What's needed is the listing below, repeated word for word with no pictures.

#### Data supplied
BEGIN

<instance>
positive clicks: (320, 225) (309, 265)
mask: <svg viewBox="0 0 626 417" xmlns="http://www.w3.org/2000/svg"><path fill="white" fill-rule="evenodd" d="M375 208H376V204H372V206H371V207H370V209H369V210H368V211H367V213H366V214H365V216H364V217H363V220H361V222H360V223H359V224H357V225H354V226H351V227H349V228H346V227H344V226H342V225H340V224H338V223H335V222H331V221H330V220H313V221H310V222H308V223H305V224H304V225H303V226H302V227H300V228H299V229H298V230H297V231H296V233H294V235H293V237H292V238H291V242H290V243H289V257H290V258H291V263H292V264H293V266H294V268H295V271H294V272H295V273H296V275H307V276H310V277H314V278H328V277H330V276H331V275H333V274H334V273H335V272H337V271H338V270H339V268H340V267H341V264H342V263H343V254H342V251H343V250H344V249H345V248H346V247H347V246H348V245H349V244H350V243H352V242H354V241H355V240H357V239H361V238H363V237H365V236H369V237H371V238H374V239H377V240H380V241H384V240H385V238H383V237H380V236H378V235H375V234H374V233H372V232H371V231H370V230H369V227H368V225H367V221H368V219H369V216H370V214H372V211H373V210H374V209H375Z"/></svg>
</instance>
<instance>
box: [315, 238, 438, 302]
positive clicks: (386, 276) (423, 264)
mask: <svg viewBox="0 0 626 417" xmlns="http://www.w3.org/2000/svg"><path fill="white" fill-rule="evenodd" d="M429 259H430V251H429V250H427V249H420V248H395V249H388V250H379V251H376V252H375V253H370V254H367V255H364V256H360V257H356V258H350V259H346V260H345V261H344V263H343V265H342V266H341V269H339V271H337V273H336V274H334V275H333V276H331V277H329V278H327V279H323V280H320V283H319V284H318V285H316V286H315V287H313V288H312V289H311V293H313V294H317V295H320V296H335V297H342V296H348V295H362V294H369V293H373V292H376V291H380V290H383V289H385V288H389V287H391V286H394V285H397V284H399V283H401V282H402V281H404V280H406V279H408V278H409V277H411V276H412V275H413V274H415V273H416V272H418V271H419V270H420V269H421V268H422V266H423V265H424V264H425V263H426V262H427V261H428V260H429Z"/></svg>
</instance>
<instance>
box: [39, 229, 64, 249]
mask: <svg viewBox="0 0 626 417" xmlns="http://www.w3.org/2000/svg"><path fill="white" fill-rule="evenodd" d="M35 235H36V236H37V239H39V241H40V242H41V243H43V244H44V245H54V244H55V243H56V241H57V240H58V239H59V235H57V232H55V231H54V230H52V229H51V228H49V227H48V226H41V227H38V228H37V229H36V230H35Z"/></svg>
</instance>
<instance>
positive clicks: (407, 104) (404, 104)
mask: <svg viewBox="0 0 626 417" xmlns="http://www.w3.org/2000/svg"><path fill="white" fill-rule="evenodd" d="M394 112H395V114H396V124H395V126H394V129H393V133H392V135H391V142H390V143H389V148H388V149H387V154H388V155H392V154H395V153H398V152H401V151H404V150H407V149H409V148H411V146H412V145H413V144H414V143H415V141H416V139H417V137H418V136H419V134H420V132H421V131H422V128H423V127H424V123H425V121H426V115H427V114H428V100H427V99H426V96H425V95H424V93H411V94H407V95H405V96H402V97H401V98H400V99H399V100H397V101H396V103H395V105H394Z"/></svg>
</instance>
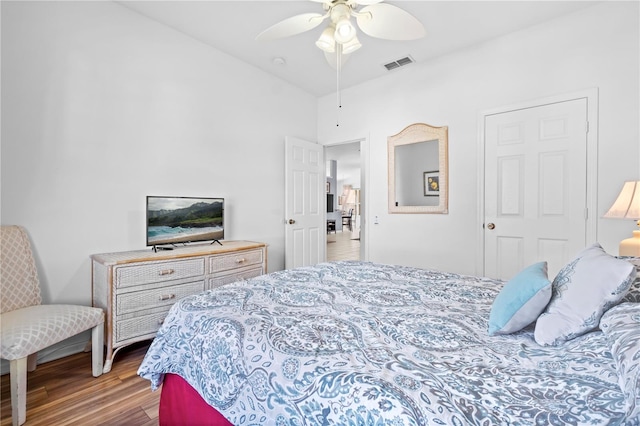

END

#### Written solution
<instance>
positive clicks: (320, 225) (309, 265)
mask: <svg viewBox="0 0 626 417" xmlns="http://www.w3.org/2000/svg"><path fill="white" fill-rule="evenodd" d="M375 208H376V204H372V206H371V207H370V209H369V210H368V211H367V213H366V214H365V216H364V217H363V220H361V222H360V223H359V224H357V225H354V226H351V227H349V228H346V227H344V226H342V225H340V224H338V223H335V222H331V221H330V220H313V221H310V222H308V223H305V224H304V225H303V226H302V227H300V228H299V229H298V230H297V231H296V233H294V235H293V237H292V238H291V242H290V243H289V257H290V258H291V263H292V264H293V266H294V268H295V271H294V272H295V273H296V275H307V276H310V277H314V278H328V277H330V276H331V275H333V274H334V273H335V272H337V271H338V270H339V268H340V267H341V264H342V263H343V254H342V251H343V250H344V249H345V248H346V247H347V246H348V245H349V244H350V243H352V242H354V241H355V240H357V239H361V238H363V237H365V236H369V237H371V238H374V239H377V240H380V241H384V240H385V238H383V237H380V236H378V235H375V234H374V233H372V232H371V231H370V230H369V227H368V225H367V221H368V219H369V216H370V214H372V211H373V210H374V209H375Z"/></svg>
</instance>
<instance>
box: [315, 238, 438, 302]
positive clicks: (386, 276) (423, 264)
mask: <svg viewBox="0 0 626 417" xmlns="http://www.w3.org/2000/svg"><path fill="white" fill-rule="evenodd" d="M429 259H430V251H429V250H427V249H420V248H395V249H388V250H379V251H376V252H375V253H370V254H367V255H364V256H360V257H356V258H350V259H346V260H345V261H344V263H343V265H342V266H341V269H339V271H337V273H336V274H334V275H333V276H331V277H329V278H327V279H323V280H320V283H319V284H318V285H316V286H315V287H313V288H312V289H311V293H313V294H317V295H320V296H335V297H342V296H348V295H362V294H369V293H373V292H376V291H380V290H383V289H385V288H389V287H391V286H394V285H397V284H399V283H401V282H402V281H404V280H406V279H408V278H409V277H411V276H412V275H413V274H415V273H416V272H418V271H419V270H420V269H421V268H422V266H423V265H424V264H425V263H426V262H427V261H428V260H429Z"/></svg>
</instance>
<instance>
box: [39, 229, 64, 249]
mask: <svg viewBox="0 0 626 417" xmlns="http://www.w3.org/2000/svg"><path fill="white" fill-rule="evenodd" d="M35 235H36V236H37V239H39V241H40V242H41V243H43V244H44V245H54V244H55V243H56V241H57V240H58V239H59V235H57V232H55V231H54V230H52V229H51V228H49V227H48V226H41V227H38V228H37V229H36V230H35Z"/></svg>
</instance>
<instance>
positive clicks: (407, 104) (404, 104)
mask: <svg viewBox="0 0 626 417" xmlns="http://www.w3.org/2000/svg"><path fill="white" fill-rule="evenodd" d="M394 112H395V114H396V124H395V126H394V129H393V133H392V135H391V142H390V143H389V148H388V149H387V154H388V155H392V154H395V153H398V152H401V151H404V150H407V149H409V148H411V146H412V145H413V144H414V143H415V141H416V139H417V137H418V136H419V134H420V132H421V131H422V128H423V127H424V123H425V121H426V115H427V114H428V100H427V99H426V96H425V95H424V93H411V94H407V95H405V96H402V97H401V98H400V99H399V100H397V101H396V103H395V105H394Z"/></svg>
</instance>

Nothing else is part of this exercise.